**Problem statement**
Convert every line of the entries below into a numbered list, omitting any blank lines.

++++ Record set ++++

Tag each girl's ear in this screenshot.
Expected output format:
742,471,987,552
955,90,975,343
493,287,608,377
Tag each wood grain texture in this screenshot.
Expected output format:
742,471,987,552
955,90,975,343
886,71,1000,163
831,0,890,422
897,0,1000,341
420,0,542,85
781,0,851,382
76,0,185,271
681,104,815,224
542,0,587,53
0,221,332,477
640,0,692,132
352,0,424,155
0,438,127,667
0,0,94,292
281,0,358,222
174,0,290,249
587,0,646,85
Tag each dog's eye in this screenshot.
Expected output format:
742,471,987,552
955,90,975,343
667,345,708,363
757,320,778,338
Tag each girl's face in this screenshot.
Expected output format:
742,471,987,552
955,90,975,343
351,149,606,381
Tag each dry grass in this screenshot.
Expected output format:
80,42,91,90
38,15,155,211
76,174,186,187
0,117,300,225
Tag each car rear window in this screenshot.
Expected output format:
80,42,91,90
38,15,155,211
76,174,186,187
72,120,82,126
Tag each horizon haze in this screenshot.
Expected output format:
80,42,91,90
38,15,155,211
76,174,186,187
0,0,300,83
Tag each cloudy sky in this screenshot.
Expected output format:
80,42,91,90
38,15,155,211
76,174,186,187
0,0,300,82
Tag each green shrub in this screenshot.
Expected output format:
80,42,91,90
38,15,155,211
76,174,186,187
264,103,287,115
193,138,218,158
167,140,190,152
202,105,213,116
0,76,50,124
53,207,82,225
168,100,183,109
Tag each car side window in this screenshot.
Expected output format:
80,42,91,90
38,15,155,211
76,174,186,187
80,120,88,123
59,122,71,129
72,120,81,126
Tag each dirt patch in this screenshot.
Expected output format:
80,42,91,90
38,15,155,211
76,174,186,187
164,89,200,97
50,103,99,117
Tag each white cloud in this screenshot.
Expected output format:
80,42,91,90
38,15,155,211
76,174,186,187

++++

**Result**
1. Tag each girl's ear in this screenshot.
2. Expected output format:
3. 742,471,987,552
4. 955,90,975,343
5. 493,287,608,377
6. Tag each wood grain texture in this screenshot.
7. Expected output format:
8. 742,471,987,552
9. 955,90,975,343
10. 886,71,1000,163
11. 831,0,890,422
12. 897,0,1000,341
13. 420,0,542,85
14. 781,0,851,382
15. 76,0,185,271
16. 681,104,815,224
17. 542,0,587,53
18. 0,221,332,477
19. 640,0,692,132
20. 352,0,424,155
21. 0,438,127,667
22. 0,0,94,292
23. 281,0,358,222
24. 174,0,290,249
25. 587,0,646,85
26. Tag each dog's eye in this screenshot.
27. Expected output format:
28. 742,471,987,552
29. 955,90,975,343
30. 667,345,708,363
31. 757,320,778,338
32. Tag each girl's face in this screenshot.
33. Expected output format:
34. 742,471,987,552
35. 955,90,975,343
36. 351,149,606,381
37. Tag each dry grass in this screenshot.
38. Expected output format:
39. 80,42,91,90
40. 38,15,155,211
41. 76,174,186,187
42. 0,117,300,225
43. Tag each car rear window in this screenshot.
44. Expected output format:
45. 80,42,91,90
46. 38,15,155,211
47. 76,174,186,187
48. 72,120,82,126
49. Tag each horizon haze in this screenshot.
50. Expected output format:
51. 80,42,91,90
52. 38,15,155,211
53. 76,174,186,187
54. 0,0,300,83
55. Tag each cloudy sky in this screenshot.
56. Expected output format:
57. 80,42,91,90
58. 38,15,155,211
59. 76,174,186,187
60. 0,0,300,82
61. Tag each green shrub in this screenshot.
62. Expected output format:
63. 80,42,91,90
64. 38,15,155,211
65. 76,174,186,187
66. 264,103,287,115
67. 193,138,218,158
68. 167,140,190,152
69. 202,105,213,116
70. 0,76,50,124
71. 53,207,82,225
72. 168,100,183,109
73. Tag each car side window in this screenshot.
74. Expected output format:
75. 80,42,91,90
76. 38,15,155,211
77. 76,174,186,187
78. 80,120,88,123
79. 59,122,71,129
80. 72,120,81,126
81. Tag each dirt patch in this screenshot.
82. Expected output format:
83. 80,42,91,90
84. 38,15,155,211
85. 76,174,186,187
86. 164,89,200,97
87. 50,103,99,117
88. Tag each white cloud in this screenshot.
89. Expected output format:
90. 80,42,91,90
91. 38,15,155,211
92. 76,174,186,187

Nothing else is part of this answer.